- WORK ITEM
Can you update the records below so that every "rough mask" reads "coarse mask", with everything else left unchanged?

-------------------------

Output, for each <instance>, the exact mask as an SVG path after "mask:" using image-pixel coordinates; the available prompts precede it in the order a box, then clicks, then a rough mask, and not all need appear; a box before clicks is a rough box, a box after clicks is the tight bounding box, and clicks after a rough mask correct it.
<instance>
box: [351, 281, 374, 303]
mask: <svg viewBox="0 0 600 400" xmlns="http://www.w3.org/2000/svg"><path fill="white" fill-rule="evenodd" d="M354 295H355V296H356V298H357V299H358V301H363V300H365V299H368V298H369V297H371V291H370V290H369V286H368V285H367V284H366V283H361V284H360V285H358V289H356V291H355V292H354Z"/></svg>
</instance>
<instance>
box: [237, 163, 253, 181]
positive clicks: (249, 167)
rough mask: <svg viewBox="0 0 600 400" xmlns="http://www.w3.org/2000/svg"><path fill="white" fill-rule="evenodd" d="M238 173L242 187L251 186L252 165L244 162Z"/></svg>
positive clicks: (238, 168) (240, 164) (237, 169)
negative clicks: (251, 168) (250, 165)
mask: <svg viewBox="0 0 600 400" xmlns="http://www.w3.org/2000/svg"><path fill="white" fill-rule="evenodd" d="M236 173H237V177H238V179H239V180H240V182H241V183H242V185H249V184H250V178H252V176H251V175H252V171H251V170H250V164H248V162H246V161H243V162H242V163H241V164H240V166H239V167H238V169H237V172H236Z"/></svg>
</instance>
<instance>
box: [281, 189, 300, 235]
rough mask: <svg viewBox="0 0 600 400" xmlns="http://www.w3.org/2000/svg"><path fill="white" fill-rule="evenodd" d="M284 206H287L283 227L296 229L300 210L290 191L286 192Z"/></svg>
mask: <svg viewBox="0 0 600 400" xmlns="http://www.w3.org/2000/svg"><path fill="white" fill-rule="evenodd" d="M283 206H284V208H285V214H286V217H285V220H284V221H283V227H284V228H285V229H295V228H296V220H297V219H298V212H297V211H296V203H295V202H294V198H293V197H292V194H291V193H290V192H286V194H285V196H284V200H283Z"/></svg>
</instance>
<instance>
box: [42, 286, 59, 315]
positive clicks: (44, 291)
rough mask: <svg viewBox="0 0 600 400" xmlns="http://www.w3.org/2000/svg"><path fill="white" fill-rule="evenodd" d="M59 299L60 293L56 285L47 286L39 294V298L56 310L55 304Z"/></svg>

-------------------------

- TASK ANSWER
Output, for each <instance>, the exact mask as an SVG path after "mask:" using image-pixel coordinates; the available prompts precede it in the order a box, then clicks, then a coarse mask, and not all need appear; a box before clicks is a rough box, a box after clicks is the tight bounding box, and clicks after a coarse mask correct it.
<instance>
box: [351, 281, 374, 303]
mask: <svg viewBox="0 0 600 400" xmlns="http://www.w3.org/2000/svg"><path fill="white" fill-rule="evenodd" d="M354 295H355V296H356V298H357V299H358V301H363V300H365V299H368V298H369V297H371V291H370V290H369V286H368V285H367V284H366V283H361V284H360V285H358V289H356V291H355V292H354Z"/></svg>
</instance>
<instance>
box: [237, 163, 253, 181]
positive clicks: (249, 167)
coarse mask: <svg viewBox="0 0 600 400" xmlns="http://www.w3.org/2000/svg"><path fill="white" fill-rule="evenodd" d="M238 173L242 187L251 186L252 165L244 162Z"/></svg>
positive clicks: (238, 168) (240, 164) (237, 169)
negative clicks: (251, 168) (250, 165)
mask: <svg viewBox="0 0 600 400" xmlns="http://www.w3.org/2000/svg"><path fill="white" fill-rule="evenodd" d="M236 173H237V177H238V179H239V180H240V182H241V183H242V185H249V184H250V178H252V176H251V175H252V171H251V170H250V164H248V162H246V161H243V162H242V163H241V164H240V166H239V167H238V169H237V172H236Z"/></svg>
</instance>
<instance>
box: [281, 189, 300, 235]
coarse mask: <svg viewBox="0 0 600 400" xmlns="http://www.w3.org/2000/svg"><path fill="white" fill-rule="evenodd" d="M284 206H287L283 227L296 229L300 210L290 191L286 192Z"/></svg>
mask: <svg viewBox="0 0 600 400" xmlns="http://www.w3.org/2000/svg"><path fill="white" fill-rule="evenodd" d="M283 206H284V208H285V214H286V217H285V220H284V221H283V227H284V228H285V229H295V228H296V220H297V219H298V212H297V211H296V203H295V202H294V198H293V197H292V194H291V193H290V192H286V194H285V196H284V200H283Z"/></svg>
</instance>
<instance>
box: [42, 286, 59, 315]
positive clicks: (44, 291)
coarse mask: <svg viewBox="0 0 600 400" xmlns="http://www.w3.org/2000/svg"><path fill="white" fill-rule="evenodd" d="M59 299L60 293L56 285L47 286L39 294V298L56 310L55 304Z"/></svg>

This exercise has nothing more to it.